Task statement:
Reproduce the listing below without changes, except that pictures are left out.

Material provided:

-=-=-=-=-

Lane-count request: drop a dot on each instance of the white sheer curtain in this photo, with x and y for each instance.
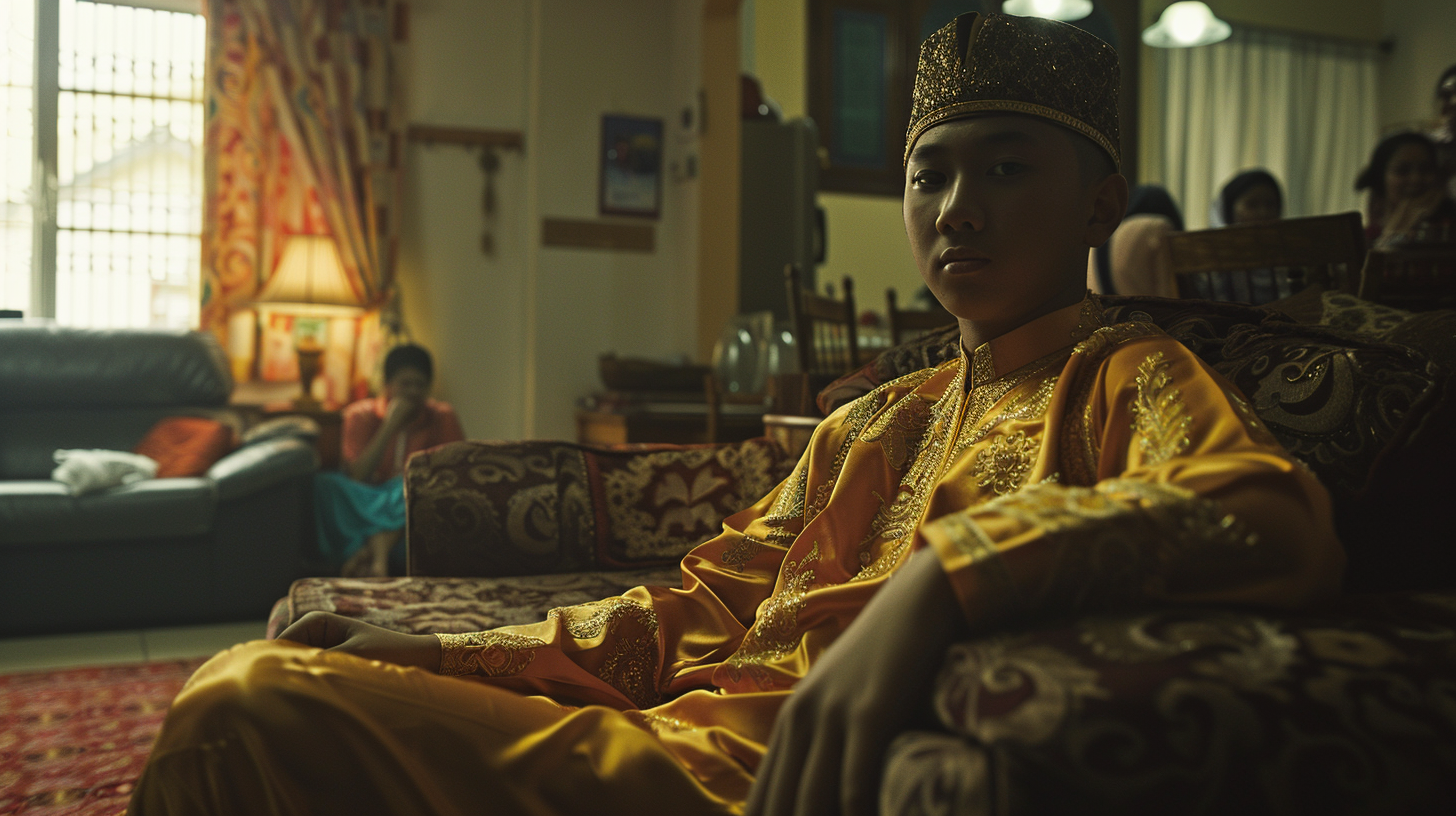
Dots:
(1299, 107)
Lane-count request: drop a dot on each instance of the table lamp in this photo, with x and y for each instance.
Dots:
(309, 283)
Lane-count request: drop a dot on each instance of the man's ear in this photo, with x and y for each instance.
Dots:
(1108, 206)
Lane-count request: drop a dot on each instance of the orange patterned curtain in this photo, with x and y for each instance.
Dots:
(305, 136)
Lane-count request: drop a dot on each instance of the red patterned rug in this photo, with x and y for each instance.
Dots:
(73, 742)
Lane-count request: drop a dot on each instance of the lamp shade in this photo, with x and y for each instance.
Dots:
(1065, 10)
(310, 279)
(1185, 25)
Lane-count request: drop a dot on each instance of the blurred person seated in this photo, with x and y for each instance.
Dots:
(1407, 203)
(360, 512)
(1248, 198)
(1134, 260)
(1445, 133)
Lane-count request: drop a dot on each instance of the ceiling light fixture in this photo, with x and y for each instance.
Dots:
(1185, 25)
(1065, 10)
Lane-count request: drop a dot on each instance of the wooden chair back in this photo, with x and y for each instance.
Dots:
(824, 330)
(1414, 277)
(912, 322)
(1268, 261)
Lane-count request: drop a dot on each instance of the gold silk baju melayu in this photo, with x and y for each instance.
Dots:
(1059, 468)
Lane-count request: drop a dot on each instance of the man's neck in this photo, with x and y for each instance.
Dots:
(979, 332)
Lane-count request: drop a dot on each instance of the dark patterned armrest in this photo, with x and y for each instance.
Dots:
(1344, 710)
(539, 507)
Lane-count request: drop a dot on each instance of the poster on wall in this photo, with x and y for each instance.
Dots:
(631, 166)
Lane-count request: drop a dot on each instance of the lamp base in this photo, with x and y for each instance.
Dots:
(309, 360)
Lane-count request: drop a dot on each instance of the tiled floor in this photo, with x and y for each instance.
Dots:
(136, 646)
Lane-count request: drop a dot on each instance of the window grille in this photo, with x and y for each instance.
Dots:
(107, 229)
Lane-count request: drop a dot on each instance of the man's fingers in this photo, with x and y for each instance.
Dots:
(310, 630)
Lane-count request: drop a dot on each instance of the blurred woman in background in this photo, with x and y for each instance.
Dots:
(1249, 197)
(1407, 203)
(1134, 260)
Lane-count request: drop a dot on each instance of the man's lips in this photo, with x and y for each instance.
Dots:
(960, 260)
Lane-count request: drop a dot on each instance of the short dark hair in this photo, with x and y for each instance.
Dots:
(408, 356)
(1244, 182)
(1372, 178)
(1092, 161)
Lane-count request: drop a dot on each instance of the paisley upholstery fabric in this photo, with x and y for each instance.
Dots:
(536, 507)
(1344, 710)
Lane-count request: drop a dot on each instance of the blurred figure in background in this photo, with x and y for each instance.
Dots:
(360, 513)
(1249, 197)
(1445, 133)
(1134, 260)
(1407, 203)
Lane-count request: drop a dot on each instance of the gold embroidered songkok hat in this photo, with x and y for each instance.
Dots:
(1008, 64)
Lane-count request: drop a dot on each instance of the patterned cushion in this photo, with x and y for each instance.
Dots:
(456, 605)
(1347, 710)
(533, 507)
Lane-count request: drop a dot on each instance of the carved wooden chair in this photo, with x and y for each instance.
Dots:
(1268, 261)
(906, 324)
(1415, 277)
(824, 331)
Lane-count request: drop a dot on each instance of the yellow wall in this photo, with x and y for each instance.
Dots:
(517, 334)
(867, 238)
(1424, 37)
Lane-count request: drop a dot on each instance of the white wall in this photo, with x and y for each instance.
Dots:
(1424, 35)
(517, 334)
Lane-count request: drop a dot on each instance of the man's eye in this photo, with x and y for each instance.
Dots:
(1006, 169)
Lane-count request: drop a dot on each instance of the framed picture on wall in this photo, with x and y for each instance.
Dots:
(631, 166)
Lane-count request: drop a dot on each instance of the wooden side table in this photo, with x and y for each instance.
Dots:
(259, 401)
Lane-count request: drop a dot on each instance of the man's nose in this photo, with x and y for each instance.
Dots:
(960, 212)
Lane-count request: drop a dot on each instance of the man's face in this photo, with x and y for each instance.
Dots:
(998, 216)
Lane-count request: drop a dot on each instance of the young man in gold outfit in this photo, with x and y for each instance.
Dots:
(1056, 467)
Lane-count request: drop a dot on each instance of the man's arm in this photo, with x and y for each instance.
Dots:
(1196, 504)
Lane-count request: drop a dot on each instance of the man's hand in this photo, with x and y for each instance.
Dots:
(829, 742)
(337, 633)
(399, 413)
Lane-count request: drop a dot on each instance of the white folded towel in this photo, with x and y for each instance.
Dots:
(89, 471)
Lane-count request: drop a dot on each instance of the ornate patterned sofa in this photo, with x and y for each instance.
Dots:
(1347, 708)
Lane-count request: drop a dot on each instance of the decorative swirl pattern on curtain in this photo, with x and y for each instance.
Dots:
(305, 136)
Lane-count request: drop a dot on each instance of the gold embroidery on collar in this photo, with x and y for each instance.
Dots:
(1159, 418)
(775, 628)
(896, 520)
(494, 654)
(1005, 464)
(1019, 408)
(983, 366)
(900, 429)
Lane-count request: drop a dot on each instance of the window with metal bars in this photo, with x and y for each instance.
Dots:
(101, 161)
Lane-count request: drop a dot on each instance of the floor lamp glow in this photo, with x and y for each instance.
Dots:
(309, 283)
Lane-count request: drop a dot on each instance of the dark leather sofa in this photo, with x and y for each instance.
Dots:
(219, 547)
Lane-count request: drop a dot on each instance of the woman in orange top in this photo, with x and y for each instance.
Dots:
(360, 512)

-=-=-=-=-

Response for this exercise:
Lane-count request: drop a dot on each instance of the white sheer curtain in this photo, with x and y for each instance.
Dots:
(1299, 107)
Lane-count request: drop a dot on each instance of the table lamp in this photo, with x and y for each instance.
Dots:
(309, 283)
Lane-count request: drop a dot on each instance of the man's ear in this photo, with x and y for each instance.
Dots:
(1108, 206)
Lane-count request: drop a dot on each instance of the orange patterned curtain in this photo, with x and y for each instance.
Dots:
(305, 136)
Lane-count request: drop a dot on each instance of the red patterned rug in this photo, with x and y for each instance.
Dots:
(73, 742)
Lane-count request: drop a dot on each instance of the lamp shade in this photo, with x and y for each instance.
Dots:
(1065, 10)
(310, 279)
(1185, 25)
Lane-count request: drop a dot on each instance of the blurred person seated in this photo, with x and y for each instance.
Dots:
(1407, 203)
(360, 512)
(1248, 198)
(1134, 260)
(1445, 133)
Lane-count request: drop a dot on each instance of the ceiling light fixture in this photo, with x and y for each instance.
Dots:
(1185, 25)
(1065, 10)
Lane-count request: drop a dot on each instance of the wooden chair back in this photo, with x and y for each instance.
Dots:
(824, 330)
(1414, 277)
(912, 322)
(1268, 261)
Lane-count request: drop a dot on each instance of the gold silk baju melayu in this photo, with x and y for each instance.
Dots:
(1059, 468)
Lane-count request: drop a dot on each instance of the man's neck in this photo, with x and y for each instance.
Dots:
(979, 332)
Lane-count request: drop a dot on each instance of the dark patterned armrest in this photo, with x and y for each instance.
Dots:
(1344, 710)
(539, 507)
Lane-count request: drop a dot on each instance of the poster on wall in this photo, with x and y for each instance.
Dots:
(631, 166)
Lane-count request: drop a dot on each instance of the lamp base in this photo, with x and y for each instance.
Dots:
(309, 360)
Lane-count request: drop a dot on each instance of the tiled floor in this photo, with x and y for each instance.
Dots:
(136, 646)
Lane-count request: drop a dot on each instance of the window grille in this photo, with x and y for each instance.
Dots:
(107, 229)
Lane-count request: drop a dot on each instance of the man's fingers in this photo, with x and y for each instance.
Dots:
(310, 630)
Lane-count request: drop a dot on each instance of the blurred woman in background in this photo, with x and y for each instance.
Dots:
(1249, 197)
(1407, 203)
(1134, 260)
Lane-count request: drop a dot on each instance of the man's lips in this photo, with x and y for each instance.
Dots:
(960, 260)
Lane-count request: drop a dot on each instance of the short dark hair in this photo, with x and y for each instance.
Dots:
(408, 356)
(1244, 182)
(1372, 178)
(1092, 161)
Lane-count request: drop a dot on each instance of the paisley upholstery fabric in this photo, with x and y for each instance.
Dots:
(536, 507)
(1344, 710)
Lane-count request: drop a dot on each instance of the blurred figure in background in this photo, with x and y for each instance.
Dots:
(360, 513)
(1249, 197)
(1445, 133)
(1134, 260)
(1407, 203)
Lane-count request: drop a dot on each instance of the gold embroidered songkok hat in this photo, with x and y for each instance.
Dots:
(1008, 64)
Lane-count request: drop a dot on each instance of the patterned cushion in this photo, with x and y for each instance.
Dots:
(456, 605)
(1347, 710)
(533, 507)
Lane-count request: drop a dot on each instance of the carved wooden chair in this photo, with x and y for each instance.
Dots:
(1268, 261)
(906, 324)
(1415, 277)
(824, 331)
Lane-count request: drop a dot on each instance of the yellow wall in this photo, with x and y for each instance.
Dots:
(517, 334)
(867, 238)
(1424, 37)
Lane-count request: drop a dot on each instance of the white wall in this photo, with x and y for each instance.
Dots:
(1424, 35)
(517, 334)
Lane-count request: drop a dot on each instance of the man's eye in this photo, with x and y for each instance.
Dots:
(1006, 169)
Lane-count request: drop a dot on each instance of the framed picture on wall in this photo, with x and y for each instance.
Dots:
(631, 166)
Lane-count request: drop a dot on each instance of the wooden side table in this photo, with x and y for each instance.
Dots:
(259, 401)
Lane-count request: drop a dot on each instance of the man's nose in this photo, with x and y for each instance.
Dots:
(960, 212)
Lane-count request: drop a dot on each instance of the man's face in this photo, with x and y for each instance.
Dots:
(998, 216)
Lane-count request: drop a dot on each instance of the young man in gold outfit in this photo, with x and y for each instance.
Dots:
(1056, 467)
Lane-count request: drop a dot on each instance of the man's arm in this photo, with x and y for each instance.
Dots:
(1196, 504)
Lane-count request: drop a dot on each instance of the man's hand in this photo, with x and y for each instance.
Dots:
(829, 742)
(337, 633)
(399, 413)
Lane-count request: drop a dot on each instance of the white folded towel in this photo, with x and y for each instance.
Dots:
(89, 471)
Lane-count request: drop a dot on each instance of the ornate patterned sofa in this photo, with x and y for each instance.
Dots:
(1347, 708)
Lane-count request: drop a dot on each instance of the decorative swirl pattern on curtain in this photo, with x and y for each instance.
Dots:
(305, 136)
Lane-count request: drop a dot on each instance of the gold embroidery on collar in this photo, with x and y for each instance.
Dots:
(1159, 418)
(775, 628)
(896, 520)
(494, 654)
(1005, 464)
(1019, 408)
(983, 366)
(900, 429)
Lane-count request: drop a dot on each instance of the window with metal bars in this photo, with x and y for each instance.
Dots:
(101, 161)
Lane-count request: drop a dot on each instance of the floor lamp glow in this photo, with x and y for each instance.
Dots:
(309, 283)
Lane-count request: drop a dot on each instance of the dark leather sofa in this photo, with x and y for each instance.
Dots:
(219, 547)
Lane-count request: drop a dot on each instance of the woman in orange top in this photo, with x and y for each instance.
Dots:
(360, 512)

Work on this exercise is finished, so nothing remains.